▶ _Short problem_
Below are some records; repeat them all exactly, minus the pictures.

▶ _Provided material_
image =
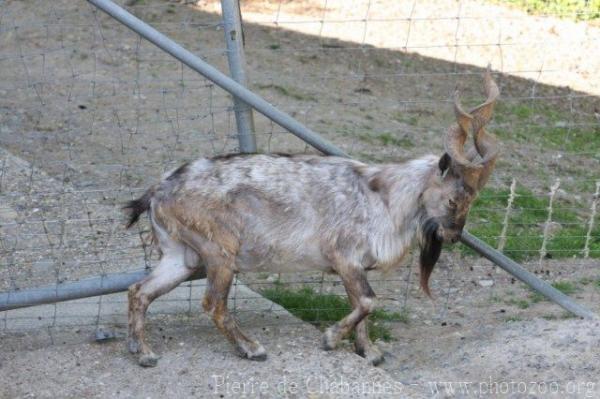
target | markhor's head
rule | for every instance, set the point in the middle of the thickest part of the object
(460, 177)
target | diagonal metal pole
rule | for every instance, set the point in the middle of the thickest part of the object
(234, 37)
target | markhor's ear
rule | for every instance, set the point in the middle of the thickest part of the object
(444, 162)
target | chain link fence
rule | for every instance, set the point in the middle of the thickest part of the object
(92, 115)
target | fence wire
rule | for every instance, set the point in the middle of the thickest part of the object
(92, 115)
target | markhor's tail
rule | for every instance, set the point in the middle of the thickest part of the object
(136, 207)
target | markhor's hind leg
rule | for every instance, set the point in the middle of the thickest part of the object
(170, 272)
(215, 303)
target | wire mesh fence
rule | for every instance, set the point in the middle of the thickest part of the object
(92, 115)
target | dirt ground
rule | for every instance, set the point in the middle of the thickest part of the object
(91, 116)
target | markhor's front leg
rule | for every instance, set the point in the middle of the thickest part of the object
(362, 298)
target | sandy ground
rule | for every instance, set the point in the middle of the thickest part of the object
(91, 116)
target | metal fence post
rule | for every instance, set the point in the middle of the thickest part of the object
(232, 26)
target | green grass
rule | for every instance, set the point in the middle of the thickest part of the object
(289, 92)
(526, 225)
(323, 310)
(547, 126)
(572, 9)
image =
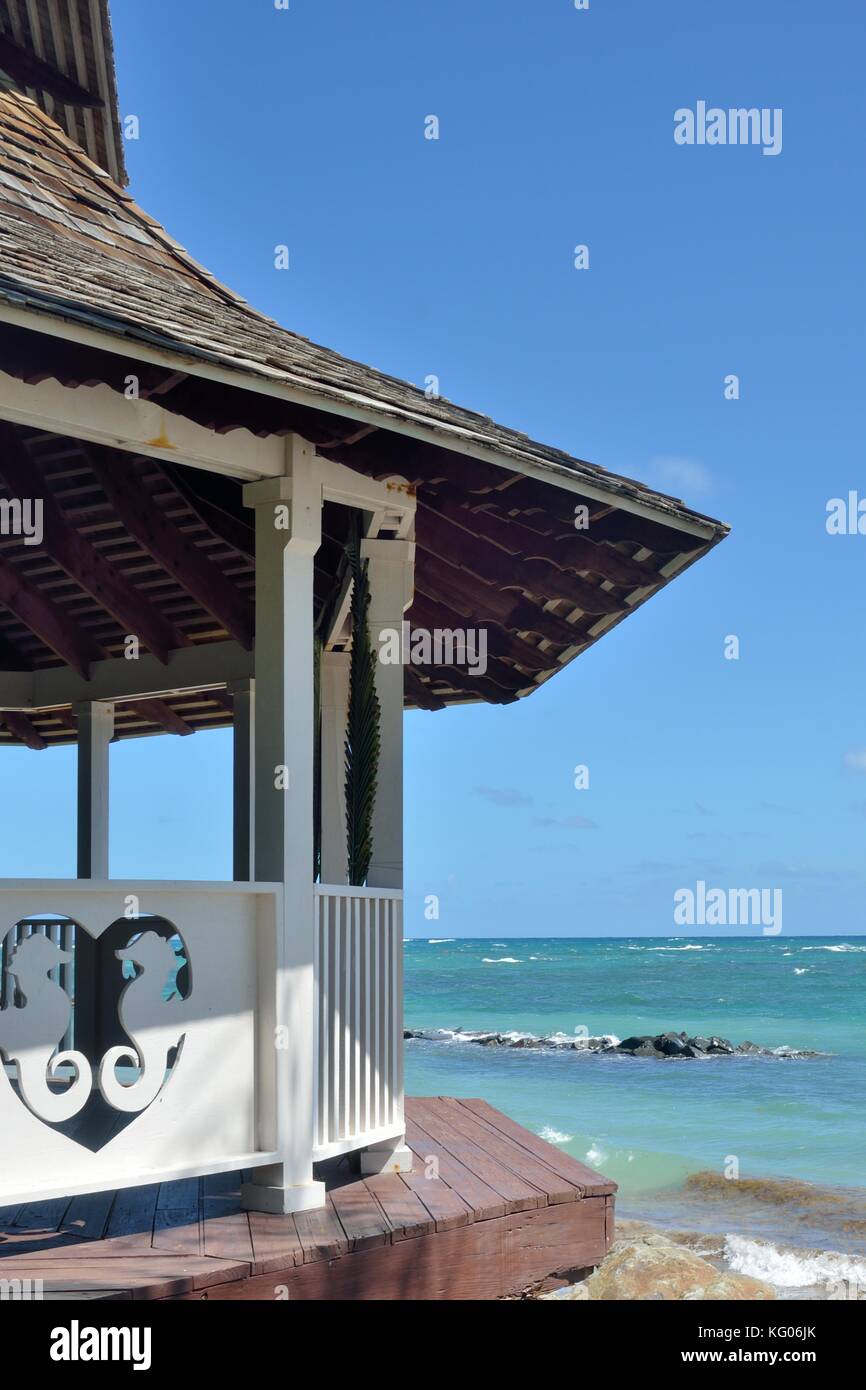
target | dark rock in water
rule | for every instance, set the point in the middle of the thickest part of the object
(633, 1044)
(672, 1044)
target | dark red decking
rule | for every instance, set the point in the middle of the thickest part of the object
(488, 1211)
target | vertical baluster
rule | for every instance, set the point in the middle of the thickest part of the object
(367, 1057)
(346, 1030)
(319, 1047)
(356, 1018)
(385, 991)
(396, 1016)
(374, 1011)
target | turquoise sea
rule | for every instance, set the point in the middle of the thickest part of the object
(673, 1132)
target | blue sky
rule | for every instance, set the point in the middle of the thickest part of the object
(455, 257)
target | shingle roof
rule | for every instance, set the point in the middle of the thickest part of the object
(71, 38)
(72, 243)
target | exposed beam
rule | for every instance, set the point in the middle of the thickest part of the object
(460, 444)
(22, 729)
(47, 620)
(116, 679)
(419, 692)
(102, 414)
(157, 712)
(476, 685)
(156, 534)
(31, 71)
(81, 560)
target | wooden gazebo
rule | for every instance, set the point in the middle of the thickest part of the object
(180, 484)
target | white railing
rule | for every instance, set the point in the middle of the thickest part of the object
(359, 1025)
(160, 1080)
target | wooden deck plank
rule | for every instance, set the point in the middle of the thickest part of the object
(275, 1243)
(481, 1200)
(88, 1215)
(177, 1223)
(321, 1235)
(478, 1216)
(517, 1193)
(445, 1207)
(570, 1168)
(405, 1212)
(360, 1215)
(132, 1215)
(42, 1215)
(512, 1155)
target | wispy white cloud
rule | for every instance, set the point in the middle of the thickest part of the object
(503, 795)
(687, 476)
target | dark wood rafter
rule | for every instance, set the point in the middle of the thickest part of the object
(81, 560)
(218, 520)
(501, 642)
(22, 729)
(170, 548)
(157, 712)
(31, 71)
(419, 692)
(484, 603)
(494, 566)
(47, 620)
(566, 549)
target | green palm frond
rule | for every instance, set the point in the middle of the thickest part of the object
(362, 724)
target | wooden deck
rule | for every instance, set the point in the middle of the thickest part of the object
(488, 1211)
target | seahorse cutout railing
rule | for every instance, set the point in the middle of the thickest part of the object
(150, 1020)
(29, 1034)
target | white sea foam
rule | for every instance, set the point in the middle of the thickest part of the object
(690, 947)
(790, 1268)
(553, 1136)
(844, 945)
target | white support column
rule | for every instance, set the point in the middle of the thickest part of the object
(95, 993)
(334, 709)
(95, 733)
(243, 780)
(288, 534)
(391, 569)
(391, 590)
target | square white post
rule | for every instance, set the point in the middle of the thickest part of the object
(391, 570)
(93, 997)
(288, 534)
(334, 710)
(95, 734)
(243, 781)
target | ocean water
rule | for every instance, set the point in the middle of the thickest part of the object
(669, 1132)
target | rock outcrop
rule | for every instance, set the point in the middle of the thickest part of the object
(660, 1045)
(654, 1268)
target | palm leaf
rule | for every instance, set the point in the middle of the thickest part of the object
(363, 722)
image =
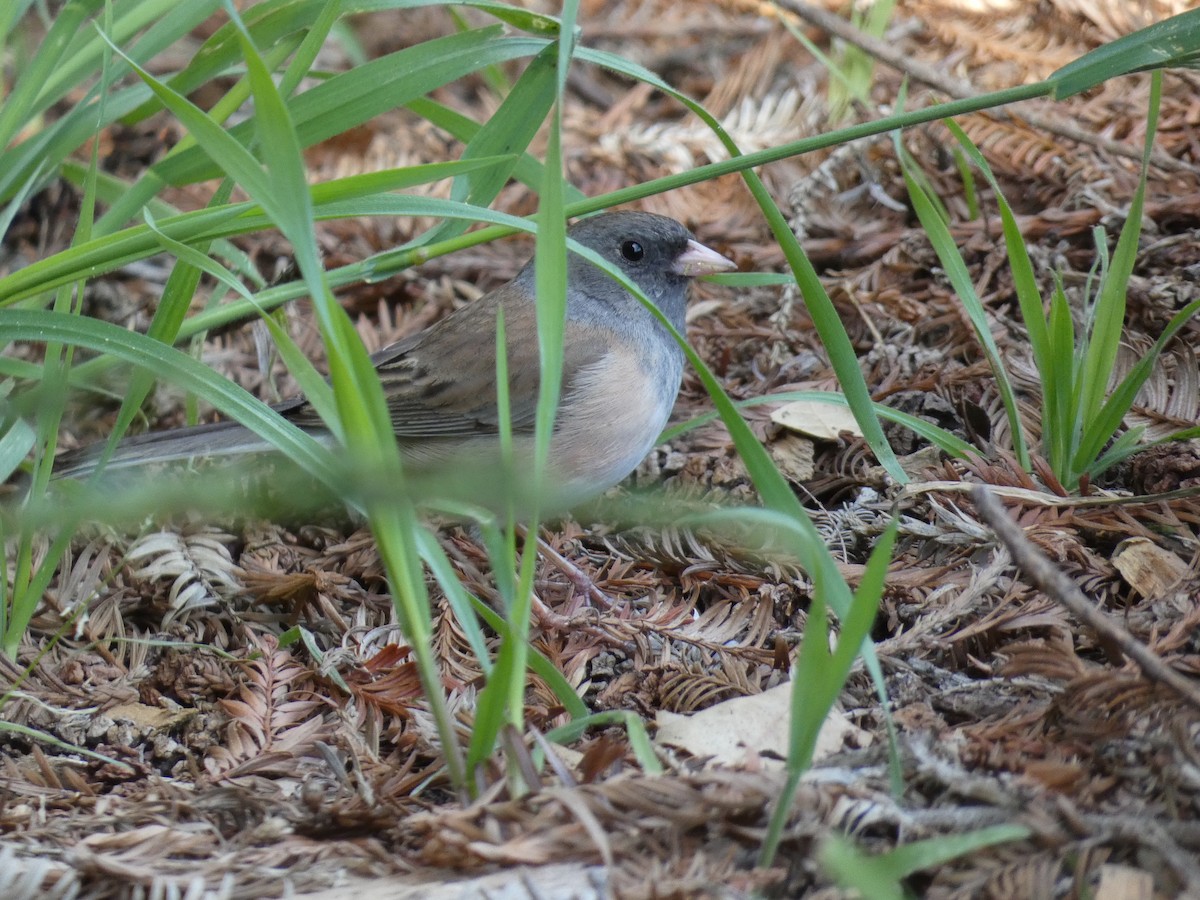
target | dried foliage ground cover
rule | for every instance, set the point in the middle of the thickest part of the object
(257, 767)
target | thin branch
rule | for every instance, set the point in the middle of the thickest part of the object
(1054, 583)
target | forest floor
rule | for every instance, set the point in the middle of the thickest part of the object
(258, 768)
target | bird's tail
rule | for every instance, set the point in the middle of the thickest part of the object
(226, 438)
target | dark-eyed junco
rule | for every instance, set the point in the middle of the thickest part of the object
(621, 371)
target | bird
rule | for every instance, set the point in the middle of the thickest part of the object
(622, 371)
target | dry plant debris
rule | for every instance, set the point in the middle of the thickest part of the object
(250, 769)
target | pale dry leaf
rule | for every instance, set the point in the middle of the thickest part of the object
(822, 421)
(1147, 568)
(751, 731)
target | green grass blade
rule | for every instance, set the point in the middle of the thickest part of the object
(1171, 42)
(960, 280)
(179, 369)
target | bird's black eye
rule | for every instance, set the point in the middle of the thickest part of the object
(633, 251)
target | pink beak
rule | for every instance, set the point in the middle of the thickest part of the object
(699, 259)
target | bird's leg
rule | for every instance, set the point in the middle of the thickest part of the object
(579, 579)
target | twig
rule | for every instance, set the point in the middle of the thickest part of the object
(1053, 501)
(1055, 585)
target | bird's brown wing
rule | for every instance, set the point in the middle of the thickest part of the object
(441, 383)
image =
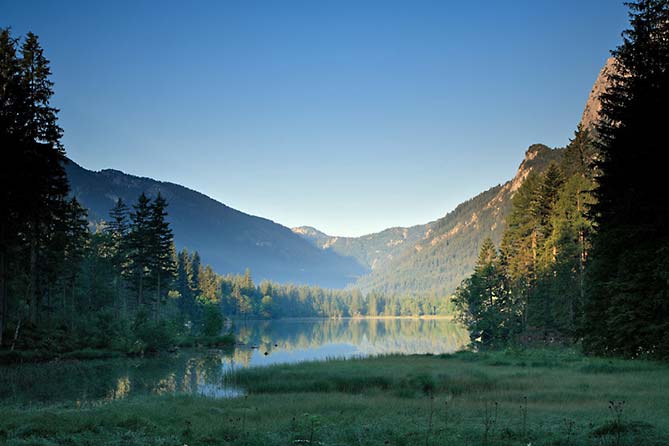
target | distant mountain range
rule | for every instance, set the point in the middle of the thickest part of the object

▶ _The result_
image =
target | markhor's head
rule | for every instance, set the point in the middle of the thickest part of the object
(460, 177)
target | diagonal metal pole
rule | for every instance, set the point in the middle of the thickest part of the object
(234, 37)
target | markhor's ear
rule | for every instance, set the point in the middle of the thickest part of the object
(444, 162)
target | chain link fence
rule | for every instance, set the point in the middle of the thickest part of the object
(92, 115)
target | fence wire
rule | for every instance, set the point in the middle of the thickest part of the object
(92, 115)
target | markhor's tail
rule | for every instance, set the point in the middle of the thickest part of the object
(136, 207)
target | markhor's hind leg
rule | for every instance, set the point in the middle of the thickest part of the object
(170, 272)
(215, 303)
target | wire mesh fence
rule | for every instance, set the point in the middle of the thickest part of the object
(92, 115)
target | dirt ground
rule | for every instance, set the point in the middle of the thickest part of the object
(91, 116)
target | markhor's front leg
rule | for every instance, set the point in the middle of the thickest part of the object
(362, 298)
target | sandy ground
rule | for every instance, set the point in the middle of the thickest part of the object
(91, 116)
target | metal fence post
rule | for every instance, set the point in the middle of the thickest part of the object
(232, 26)
target | green grass
rule | for every instance, set the point in the middle of the thickest part of the object
(289, 92)
(526, 225)
(323, 310)
(547, 126)
(572, 9)
image =
target | dark rock in water
rule | for every instance, set the point in the middle of the thickest part of the object
(633, 1044)
(672, 1044)
target | dark red decking
rule | for every instance, set the point in the middle of the thickest part of the object
(488, 1211)
target | vertical baluster
rule | for every instance, set the point in the middle of the thickest part of the object
(367, 1057)
(346, 1030)
(319, 1047)
(356, 1018)
(385, 991)
(396, 1016)
(374, 1011)
target | turquoise sea
rule | for every instance, set the point in the middle of the thickest part of the object
(673, 1132)
target | blue sky
rule | for every instance, set the point in the middle of the thickest part of the object
(455, 257)
target | shingle roof
rule | for every instance, set the point in the middle of the thickest part of the object
(71, 38)
(72, 243)
target | exposed beam
rule | for every instance, set the point in the middle of the thickest part of the object
(460, 444)
(22, 729)
(47, 620)
(116, 679)
(419, 692)
(102, 414)
(157, 712)
(476, 685)
(156, 534)
(31, 71)
(81, 560)
target | wooden gazebo
rule | for every instance, set the point in the middle of the thickest part of the object
(180, 484)
target | white railing
rule | for every instance, set the point in the middle of the thickest part of the object
(359, 1025)
(160, 1080)
target | wooden deck plank
rule | for every instance, set the point in the middle of the thickest part of the object
(275, 1243)
(481, 1200)
(88, 1215)
(177, 1223)
(321, 1235)
(478, 1216)
(517, 1193)
(445, 1207)
(570, 1168)
(405, 1212)
(360, 1215)
(132, 1215)
(42, 1215)
(512, 1155)
target | wispy white cloud
rule | for every instance, set the point in the middle of the thickest part of the object
(503, 795)
(687, 476)
target | dark wood rafter
rule | for every instance, set the point in the middle of the thickest part of the object
(81, 560)
(218, 520)
(501, 642)
(22, 729)
(170, 548)
(157, 712)
(31, 71)
(419, 692)
(484, 603)
(494, 566)
(47, 620)
(566, 549)
target | green palm frond
rule | for every instance, set the point in the middle of the thickest part of the object
(362, 724)
target | wooden deck
rule | for every instance, set the point in the middle of the thickest part of the object
(488, 1211)
target | seahorse cutout railing
rule | for every instance, set the point in the middle of the thickest part of the object
(150, 1020)
(29, 1034)
target | white sea foam
rule | for every instance, set the point in the middle of the thickest part of the object
(690, 947)
(790, 1268)
(553, 1136)
(844, 945)
target | white support column
rule | for every instance, set the point in the middle of the thickest part of the object
(95, 993)
(334, 709)
(95, 733)
(243, 780)
(288, 534)
(391, 569)
(391, 590)
target | square white post
rule | for every instance, set the point in the middle of the thickest part of the object
(391, 570)
(93, 997)
(288, 534)
(334, 710)
(95, 734)
(243, 781)
target | ocean water
rule | for every instance, set the point in the middle of the thickest part of the object
(669, 1132)
target | rock outcrop
rule | for every instance, set the point in the middle of the thickest part of the object
(660, 1045)
(654, 1268)
target | palm leaf
rule | for every instance, set the point in the middle of the thickest part of the object
(363, 722)
image =
target | dried foliage ground cover
rule | for every instance, set the point in the middle of the thickest part of the object
(257, 767)
target | thin branch
rule | for every instance, set the point in the middle of the thickest part of the object
(1054, 583)
target | forest floor
rule | for every instance, set the point in the middle of the thickest part of the object
(258, 768)
target | bird's tail
rule | for every instance, set the point in the middle of the thickest part of the object
(226, 438)
target | dark-eyed junco
rule | for every instance, set the point in the middle of the thickest part of the object
(621, 371)
target | bird
rule | for every instance, set the point in the middle of the thickest part of the object
(622, 371)
target | dry plant debris
rule | for every instance, set the point in the middle of the thickest part of the object
(250, 769)
target | pale dry leaf
rule | for every instance, set the point in the middle of the thickest part of the object
(822, 421)
(1147, 568)
(751, 731)
target | green grass blade
rule | for every instance, set the point in the middle of the thickest part of the object
(1171, 42)
(960, 280)
(179, 369)
target | bird's black eye
rule | for every instance, set the point in the middle of the thickest part of the object
(633, 251)
target | pink beak
rule | for every instance, set the point in the middle of the thickest part of the object
(699, 259)
target | bird's leg
rule | for every instance, set the point in the middle of the thickest part of the object
(579, 579)
target | twig
rule | for every instance, set the point in the middle of the thickest part of the object
(1053, 501)
(1055, 585)
target | bird's brown wing
rule | for every instance, set the point in the middle of the thickest part of the object
(441, 383)
image =
target | distant mountain range
rule | for every instance, set the point in the middle of the thickest part of the object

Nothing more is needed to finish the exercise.